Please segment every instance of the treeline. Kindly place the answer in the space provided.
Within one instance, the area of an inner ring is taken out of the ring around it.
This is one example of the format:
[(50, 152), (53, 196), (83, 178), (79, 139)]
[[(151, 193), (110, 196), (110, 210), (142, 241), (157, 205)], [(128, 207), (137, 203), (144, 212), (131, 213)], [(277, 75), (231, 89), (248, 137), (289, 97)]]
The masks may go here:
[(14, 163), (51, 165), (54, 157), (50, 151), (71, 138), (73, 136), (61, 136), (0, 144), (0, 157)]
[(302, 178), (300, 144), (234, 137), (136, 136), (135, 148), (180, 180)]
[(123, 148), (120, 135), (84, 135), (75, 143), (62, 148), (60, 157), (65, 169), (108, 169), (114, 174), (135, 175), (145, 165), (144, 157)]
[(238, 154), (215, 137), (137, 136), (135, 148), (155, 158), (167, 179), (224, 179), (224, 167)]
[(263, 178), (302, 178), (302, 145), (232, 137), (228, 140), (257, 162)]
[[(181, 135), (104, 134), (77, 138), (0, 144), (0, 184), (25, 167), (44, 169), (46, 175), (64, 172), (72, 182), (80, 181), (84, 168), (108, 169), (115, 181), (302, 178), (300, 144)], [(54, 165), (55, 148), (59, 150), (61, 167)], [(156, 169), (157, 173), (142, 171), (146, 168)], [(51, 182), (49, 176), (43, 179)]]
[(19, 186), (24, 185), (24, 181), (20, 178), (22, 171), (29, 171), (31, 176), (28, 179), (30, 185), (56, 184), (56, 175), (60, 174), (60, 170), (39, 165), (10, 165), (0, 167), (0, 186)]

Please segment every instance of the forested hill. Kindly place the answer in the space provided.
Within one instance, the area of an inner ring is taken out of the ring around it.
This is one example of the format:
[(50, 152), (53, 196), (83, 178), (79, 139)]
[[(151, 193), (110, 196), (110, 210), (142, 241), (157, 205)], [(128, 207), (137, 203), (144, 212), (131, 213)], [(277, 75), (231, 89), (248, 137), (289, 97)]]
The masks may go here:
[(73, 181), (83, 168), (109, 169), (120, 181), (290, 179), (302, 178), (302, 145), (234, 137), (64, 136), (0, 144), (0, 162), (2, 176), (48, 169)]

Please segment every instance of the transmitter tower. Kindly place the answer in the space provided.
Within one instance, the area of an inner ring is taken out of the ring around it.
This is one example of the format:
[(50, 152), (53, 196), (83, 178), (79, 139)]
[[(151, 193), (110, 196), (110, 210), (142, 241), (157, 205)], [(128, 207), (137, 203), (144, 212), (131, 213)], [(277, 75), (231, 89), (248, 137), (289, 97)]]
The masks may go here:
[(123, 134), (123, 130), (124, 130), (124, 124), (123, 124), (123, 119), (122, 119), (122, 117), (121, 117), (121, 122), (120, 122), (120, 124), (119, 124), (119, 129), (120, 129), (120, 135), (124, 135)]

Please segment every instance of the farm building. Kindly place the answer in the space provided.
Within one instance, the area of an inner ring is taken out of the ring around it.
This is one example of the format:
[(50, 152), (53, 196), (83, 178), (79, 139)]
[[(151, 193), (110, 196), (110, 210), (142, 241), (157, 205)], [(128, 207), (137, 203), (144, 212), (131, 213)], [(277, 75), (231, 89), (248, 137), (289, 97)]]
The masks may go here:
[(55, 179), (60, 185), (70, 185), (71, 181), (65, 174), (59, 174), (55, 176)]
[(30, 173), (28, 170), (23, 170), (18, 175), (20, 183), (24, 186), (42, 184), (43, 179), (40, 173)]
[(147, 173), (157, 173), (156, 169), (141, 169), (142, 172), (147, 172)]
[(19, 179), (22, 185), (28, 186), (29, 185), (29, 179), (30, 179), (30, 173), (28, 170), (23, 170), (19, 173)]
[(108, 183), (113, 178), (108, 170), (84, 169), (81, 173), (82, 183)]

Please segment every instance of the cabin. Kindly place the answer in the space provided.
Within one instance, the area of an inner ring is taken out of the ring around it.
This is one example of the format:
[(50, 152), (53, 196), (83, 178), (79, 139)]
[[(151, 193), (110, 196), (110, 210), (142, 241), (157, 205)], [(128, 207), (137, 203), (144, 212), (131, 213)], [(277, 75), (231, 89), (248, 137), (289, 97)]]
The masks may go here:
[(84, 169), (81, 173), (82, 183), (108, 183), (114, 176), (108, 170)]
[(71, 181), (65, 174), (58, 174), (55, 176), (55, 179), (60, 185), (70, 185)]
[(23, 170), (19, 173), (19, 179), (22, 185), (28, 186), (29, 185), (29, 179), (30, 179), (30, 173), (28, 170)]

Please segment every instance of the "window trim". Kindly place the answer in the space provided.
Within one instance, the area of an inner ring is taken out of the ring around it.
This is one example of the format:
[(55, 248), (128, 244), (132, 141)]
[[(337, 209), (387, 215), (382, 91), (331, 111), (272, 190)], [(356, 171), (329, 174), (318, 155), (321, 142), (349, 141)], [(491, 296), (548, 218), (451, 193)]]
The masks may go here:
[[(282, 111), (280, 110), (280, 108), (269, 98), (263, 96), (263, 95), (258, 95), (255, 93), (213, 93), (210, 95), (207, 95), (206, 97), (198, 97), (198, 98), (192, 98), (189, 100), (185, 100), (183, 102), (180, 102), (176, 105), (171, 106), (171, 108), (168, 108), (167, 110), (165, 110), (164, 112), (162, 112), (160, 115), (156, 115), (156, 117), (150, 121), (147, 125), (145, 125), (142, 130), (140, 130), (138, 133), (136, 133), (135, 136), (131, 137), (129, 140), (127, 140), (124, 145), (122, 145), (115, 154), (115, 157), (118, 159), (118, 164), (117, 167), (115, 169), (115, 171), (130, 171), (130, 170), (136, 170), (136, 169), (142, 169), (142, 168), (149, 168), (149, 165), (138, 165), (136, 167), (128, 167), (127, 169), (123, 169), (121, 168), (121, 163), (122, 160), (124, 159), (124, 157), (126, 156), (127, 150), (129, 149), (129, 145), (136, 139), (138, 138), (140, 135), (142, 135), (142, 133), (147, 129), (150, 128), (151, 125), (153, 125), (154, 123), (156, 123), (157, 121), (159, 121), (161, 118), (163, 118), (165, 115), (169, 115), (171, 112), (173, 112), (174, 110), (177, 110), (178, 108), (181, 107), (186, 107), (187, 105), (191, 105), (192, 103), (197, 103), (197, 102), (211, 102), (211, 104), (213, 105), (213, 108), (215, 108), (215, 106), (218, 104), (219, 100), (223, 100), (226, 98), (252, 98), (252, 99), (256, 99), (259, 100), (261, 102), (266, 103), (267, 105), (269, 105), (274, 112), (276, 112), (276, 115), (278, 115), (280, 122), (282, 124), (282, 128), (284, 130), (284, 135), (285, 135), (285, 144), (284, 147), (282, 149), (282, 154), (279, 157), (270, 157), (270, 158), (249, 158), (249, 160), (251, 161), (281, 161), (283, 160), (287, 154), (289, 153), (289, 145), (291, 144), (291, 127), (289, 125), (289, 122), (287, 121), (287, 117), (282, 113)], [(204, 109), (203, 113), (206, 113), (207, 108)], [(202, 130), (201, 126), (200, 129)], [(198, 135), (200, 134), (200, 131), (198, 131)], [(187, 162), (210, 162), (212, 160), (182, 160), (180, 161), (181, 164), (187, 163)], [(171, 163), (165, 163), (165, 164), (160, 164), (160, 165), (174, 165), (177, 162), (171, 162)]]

## ASSIGNED TASK
Would you reproduce the entire listing, keeping every line as it is?

## WRITTEN RESPONSE
Please segment every instance of the treeline. Kindly place the answer in the space provided.
Within one instance, the area of an inner ring is taken out of the ring around it.
This is one example of the format:
[(50, 152), (53, 196), (83, 178), (79, 139)]
[[(151, 193), (110, 196), (110, 210), (142, 241), (157, 205)], [(128, 207), (137, 203), (144, 212), (131, 213)], [(277, 75), (231, 89), (248, 137), (289, 97)]]
The masks may go here:
[(14, 163), (51, 165), (54, 157), (50, 151), (71, 138), (73, 136), (61, 136), (0, 144), (0, 157)]
[(302, 178), (300, 144), (234, 137), (136, 136), (135, 148), (180, 180)]
[(123, 148), (120, 135), (84, 135), (75, 143), (62, 148), (60, 157), (65, 169), (108, 169), (114, 174), (135, 175), (145, 165), (144, 157)]
[(238, 154), (215, 137), (137, 136), (135, 148), (155, 158), (167, 179), (224, 179), (224, 167)]
[(263, 178), (302, 178), (302, 145), (232, 137), (228, 140), (257, 162)]
[[(181, 135), (104, 134), (77, 138), (0, 144), (0, 184), (25, 167), (44, 169), (46, 175), (64, 172), (72, 182), (80, 181), (84, 168), (108, 169), (115, 181), (302, 178), (300, 144)], [(54, 165), (55, 148), (59, 150), (61, 167)], [(156, 169), (157, 173), (142, 171), (146, 168)], [(51, 182), (49, 176), (43, 179)]]
[(19, 186), (24, 185), (24, 181), (20, 178), (22, 171), (29, 171), (31, 176), (28, 179), (30, 185), (56, 184), (56, 175), (60, 174), (60, 170), (39, 165), (10, 165), (0, 167), (0, 186)]

Please segment every instance of the forested hill. Kindly place the answer in the space provided.
Within one instance, the area of an inner ring is taken out of the ring around it.
This is one example of the format:
[(50, 152), (53, 196), (83, 178), (79, 139)]
[[(151, 193), (110, 196), (110, 210), (142, 241), (157, 205)], [(128, 207), (137, 203), (144, 212), (131, 213)], [(277, 75), (231, 89), (248, 137), (289, 97)]]
The masks may go here:
[(73, 181), (83, 168), (109, 169), (120, 181), (290, 179), (302, 178), (302, 145), (234, 137), (64, 136), (0, 144), (0, 162), (2, 176), (48, 169)]

Please segment every instance of the transmitter tower. Kindly place the answer in the space provided.
Within one instance, the area of an inner ring is taken out of the ring around it.
This is one example of the format:
[(50, 152), (53, 196), (83, 178), (79, 139)]
[[(151, 193), (110, 196), (110, 210), (142, 241), (157, 205)], [(128, 207), (137, 203), (144, 212), (131, 213)], [(277, 75), (231, 89), (248, 137), (289, 97)]]
The masks may go here:
[(123, 134), (123, 130), (124, 130), (124, 124), (123, 124), (123, 119), (122, 119), (122, 117), (121, 117), (121, 122), (120, 122), (120, 124), (119, 124), (119, 129), (120, 129), (120, 135), (124, 135)]

Please segment every instance of the farm building. Kindly place the answer in the space provided.
Within one instance, the area of an inner ring is taken out of the ring around it.
This is one example of the format:
[(50, 152), (53, 196), (83, 178), (79, 139)]
[[(151, 193), (110, 196), (110, 210), (142, 241), (157, 205)], [(128, 207), (137, 203), (144, 212), (131, 213)], [(277, 75), (231, 89), (248, 137), (289, 97)]]
The masks may go here:
[(55, 179), (60, 185), (70, 185), (71, 181), (65, 174), (59, 174), (55, 176)]
[(30, 173), (28, 170), (23, 170), (18, 175), (20, 183), (24, 186), (42, 184), (43, 179), (40, 173)]
[(147, 173), (157, 173), (156, 169), (141, 169), (142, 172), (147, 172)]
[(19, 179), (22, 185), (28, 186), (29, 185), (29, 179), (30, 179), (30, 173), (28, 170), (23, 170), (19, 173)]
[(108, 183), (113, 178), (108, 170), (84, 169), (81, 173), (82, 183)]

Please segment every instance of the cabin. Kindly place the answer in the space provided.
Within one instance, the area of an inner ring is taken out of the ring around it.
This is one example of the format:
[(50, 152), (53, 196), (83, 178), (79, 139)]
[[(151, 193), (110, 196), (110, 210), (142, 241), (157, 205)], [(128, 207), (137, 203), (144, 212), (131, 213)], [(277, 75), (231, 89), (248, 137), (289, 97)]]
The masks may go here:
[(84, 169), (81, 173), (82, 183), (108, 183), (114, 176), (108, 170)]
[(71, 181), (65, 174), (58, 174), (55, 176), (55, 179), (60, 185), (70, 185)]
[(23, 170), (19, 173), (19, 179), (22, 185), (28, 186), (29, 185), (29, 179), (30, 179), (30, 173), (28, 170)]

Please segment every instance of the "window trim". Kindly place the answer in the space provided.
Within one instance, the area of an inner ring is taken out of the ring around it.
This is one example of the format:
[(55, 248), (128, 244), (132, 141)]
[[(337, 209), (387, 215), (382, 91), (331, 111), (272, 190)], [(356, 171), (329, 174), (318, 155), (321, 142), (349, 141)], [(491, 296), (548, 218), (451, 193)]]
The masks may go here:
[[(282, 111), (280, 110), (280, 108), (269, 98), (263, 96), (263, 95), (258, 95), (255, 93), (213, 93), (210, 95), (207, 95), (206, 97), (198, 97), (198, 98), (192, 98), (189, 100), (185, 100), (183, 102), (180, 102), (176, 105), (171, 106), (171, 108), (168, 108), (167, 110), (165, 110), (164, 112), (162, 112), (160, 115), (156, 115), (156, 117), (150, 121), (147, 125), (145, 125), (142, 130), (140, 130), (138, 133), (136, 133), (135, 136), (131, 137), (129, 140), (127, 140), (124, 145), (122, 145), (115, 154), (115, 157), (118, 159), (118, 164), (117, 167), (115, 169), (115, 171), (130, 171), (130, 170), (136, 170), (136, 169), (142, 169), (142, 168), (149, 168), (149, 165), (138, 165), (136, 167), (128, 167), (127, 169), (123, 169), (121, 168), (121, 163), (122, 160), (124, 159), (124, 157), (126, 156), (127, 150), (129, 149), (129, 145), (136, 139), (138, 138), (140, 135), (142, 135), (142, 133), (147, 129), (150, 128), (151, 125), (153, 125), (154, 123), (156, 123), (157, 121), (159, 121), (161, 118), (163, 118), (165, 115), (169, 115), (171, 112), (173, 112), (174, 110), (177, 110), (178, 108), (181, 107), (186, 107), (187, 105), (191, 105), (192, 103), (197, 103), (197, 102), (211, 102), (211, 104), (213, 105), (213, 108), (215, 108), (215, 106), (218, 104), (219, 100), (223, 100), (226, 98), (252, 98), (252, 99), (256, 99), (259, 100), (261, 102), (266, 103), (267, 105), (269, 105), (274, 112), (276, 112), (276, 115), (278, 115), (280, 122), (282, 124), (282, 128), (284, 130), (284, 135), (285, 135), (285, 144), (284, 147), (282, 149), (282, 154), (279, 157), (270, 157), (270, 158), (249, 158), (249, 160), (251, 161), (281, 161), (283, 160), (287, 154), (289, 153), (289, 145), (291, 144), (291, 127), (289, 125), (289, 122), (287, 121), (287, 117), (282, 113)], [(204, 109), (203, 113), (206, 113), (207, 108)], [(202, 130), (201, 126), (200, 129)], [(198, 135), (200, 134), (200, 131), (198, 131)], [(187, 162), (210, 162), (212, 160), (182, 160), (180, 161), (181, 164), (187, 163)], [(171, 163), (165, 163), (165, 164), (160, 164), (160, 165), (174, 165), (177, 162), (171, 162)]]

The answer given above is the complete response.